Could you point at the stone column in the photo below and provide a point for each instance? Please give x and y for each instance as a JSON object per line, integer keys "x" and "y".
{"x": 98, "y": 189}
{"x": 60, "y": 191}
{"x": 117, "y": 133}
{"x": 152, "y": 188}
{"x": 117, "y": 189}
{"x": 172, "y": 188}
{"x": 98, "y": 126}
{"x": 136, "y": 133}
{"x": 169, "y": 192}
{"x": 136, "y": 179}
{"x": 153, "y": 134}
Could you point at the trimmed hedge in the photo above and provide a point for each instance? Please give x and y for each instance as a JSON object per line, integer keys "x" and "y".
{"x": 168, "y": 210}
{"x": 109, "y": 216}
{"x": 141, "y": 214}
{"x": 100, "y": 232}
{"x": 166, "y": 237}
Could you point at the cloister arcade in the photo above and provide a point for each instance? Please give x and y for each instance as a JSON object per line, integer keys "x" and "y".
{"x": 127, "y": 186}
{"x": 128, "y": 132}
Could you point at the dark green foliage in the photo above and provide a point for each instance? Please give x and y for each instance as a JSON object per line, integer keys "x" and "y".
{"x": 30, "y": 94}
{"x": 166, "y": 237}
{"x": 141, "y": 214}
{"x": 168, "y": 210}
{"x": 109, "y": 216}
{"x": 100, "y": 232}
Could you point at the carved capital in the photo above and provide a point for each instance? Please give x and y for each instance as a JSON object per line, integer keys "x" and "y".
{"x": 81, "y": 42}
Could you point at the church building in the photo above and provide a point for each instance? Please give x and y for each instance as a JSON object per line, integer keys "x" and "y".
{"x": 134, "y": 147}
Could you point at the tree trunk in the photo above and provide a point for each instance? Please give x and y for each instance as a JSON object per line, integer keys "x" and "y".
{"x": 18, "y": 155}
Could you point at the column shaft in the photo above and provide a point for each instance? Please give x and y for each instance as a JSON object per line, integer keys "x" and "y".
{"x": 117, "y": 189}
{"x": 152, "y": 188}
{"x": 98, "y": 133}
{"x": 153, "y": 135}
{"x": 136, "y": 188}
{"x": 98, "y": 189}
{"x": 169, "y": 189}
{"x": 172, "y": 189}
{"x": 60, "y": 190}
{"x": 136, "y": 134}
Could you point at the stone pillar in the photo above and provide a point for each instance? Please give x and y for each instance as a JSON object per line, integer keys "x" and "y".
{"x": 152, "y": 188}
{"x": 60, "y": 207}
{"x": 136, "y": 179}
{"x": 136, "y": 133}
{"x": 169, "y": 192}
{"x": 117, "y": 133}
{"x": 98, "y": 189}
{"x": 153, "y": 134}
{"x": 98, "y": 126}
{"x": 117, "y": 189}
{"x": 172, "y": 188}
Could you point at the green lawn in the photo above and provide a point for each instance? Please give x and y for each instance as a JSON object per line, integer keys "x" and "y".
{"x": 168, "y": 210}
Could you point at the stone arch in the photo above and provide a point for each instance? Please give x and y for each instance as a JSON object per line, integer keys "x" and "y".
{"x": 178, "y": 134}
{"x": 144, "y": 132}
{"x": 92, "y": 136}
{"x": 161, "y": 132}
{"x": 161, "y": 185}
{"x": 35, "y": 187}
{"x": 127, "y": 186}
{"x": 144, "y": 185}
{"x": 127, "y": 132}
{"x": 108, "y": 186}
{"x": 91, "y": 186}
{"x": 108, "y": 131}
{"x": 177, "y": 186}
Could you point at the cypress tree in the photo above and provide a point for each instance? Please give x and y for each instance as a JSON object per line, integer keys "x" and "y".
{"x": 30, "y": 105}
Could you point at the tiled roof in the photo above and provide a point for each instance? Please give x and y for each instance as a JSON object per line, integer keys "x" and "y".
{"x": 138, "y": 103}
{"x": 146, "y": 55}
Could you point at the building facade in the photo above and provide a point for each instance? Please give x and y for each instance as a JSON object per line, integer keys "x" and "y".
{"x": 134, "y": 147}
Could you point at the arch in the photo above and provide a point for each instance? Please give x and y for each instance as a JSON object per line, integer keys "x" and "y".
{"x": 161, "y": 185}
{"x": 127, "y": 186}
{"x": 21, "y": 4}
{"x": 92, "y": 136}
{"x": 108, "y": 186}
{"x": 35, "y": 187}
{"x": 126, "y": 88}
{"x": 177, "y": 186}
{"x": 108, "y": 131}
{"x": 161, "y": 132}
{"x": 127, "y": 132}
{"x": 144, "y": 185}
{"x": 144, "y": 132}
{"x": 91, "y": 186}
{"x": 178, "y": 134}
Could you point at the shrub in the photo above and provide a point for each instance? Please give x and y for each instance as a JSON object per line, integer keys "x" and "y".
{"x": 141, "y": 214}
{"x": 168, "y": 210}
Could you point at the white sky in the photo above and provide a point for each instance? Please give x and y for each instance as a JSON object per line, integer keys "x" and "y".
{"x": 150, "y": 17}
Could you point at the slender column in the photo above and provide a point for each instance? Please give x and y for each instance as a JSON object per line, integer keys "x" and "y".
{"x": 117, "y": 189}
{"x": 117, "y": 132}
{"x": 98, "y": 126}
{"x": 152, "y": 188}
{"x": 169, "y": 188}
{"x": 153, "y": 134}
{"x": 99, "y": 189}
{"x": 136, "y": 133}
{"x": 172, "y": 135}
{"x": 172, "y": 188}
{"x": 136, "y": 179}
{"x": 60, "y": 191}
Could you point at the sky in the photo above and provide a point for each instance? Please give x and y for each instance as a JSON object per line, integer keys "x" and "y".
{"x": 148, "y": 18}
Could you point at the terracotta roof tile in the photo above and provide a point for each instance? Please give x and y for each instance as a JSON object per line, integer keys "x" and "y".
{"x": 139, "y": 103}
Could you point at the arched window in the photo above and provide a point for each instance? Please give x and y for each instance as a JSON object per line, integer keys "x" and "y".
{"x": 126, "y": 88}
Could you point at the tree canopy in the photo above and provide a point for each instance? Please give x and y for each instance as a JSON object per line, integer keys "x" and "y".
+ + +
▸ **Task details**: Set down exactly the line that holds "Could you point at the sky" and all lines after it to the end of the data.

▸ **Response area**:
Could you point at the sky in the photo above and provide a point for each instance? Please give x and y for each instance as a JSON object per line, integer keys "x" and "y".
{"x": 148, "y": 18}
Could you point at the terracotta roof tile in the photo above and provide a point for each instance? Please give x and y for each instance as a JSON object per line, integer keys "x" and "y".
{"x": 139, "y": 103}
Could you point at the arched window in the photo above and provide a point for each instance? Please give x and y for each instance as a JSON object per line, integer keys "x" and "y".
{"x": 126, "y": 88}
Could you point at the tree canopy in the photo above and provide a point for each instance? Please give x and y for each instance as a JSON object per line, integer keys "x" and "y".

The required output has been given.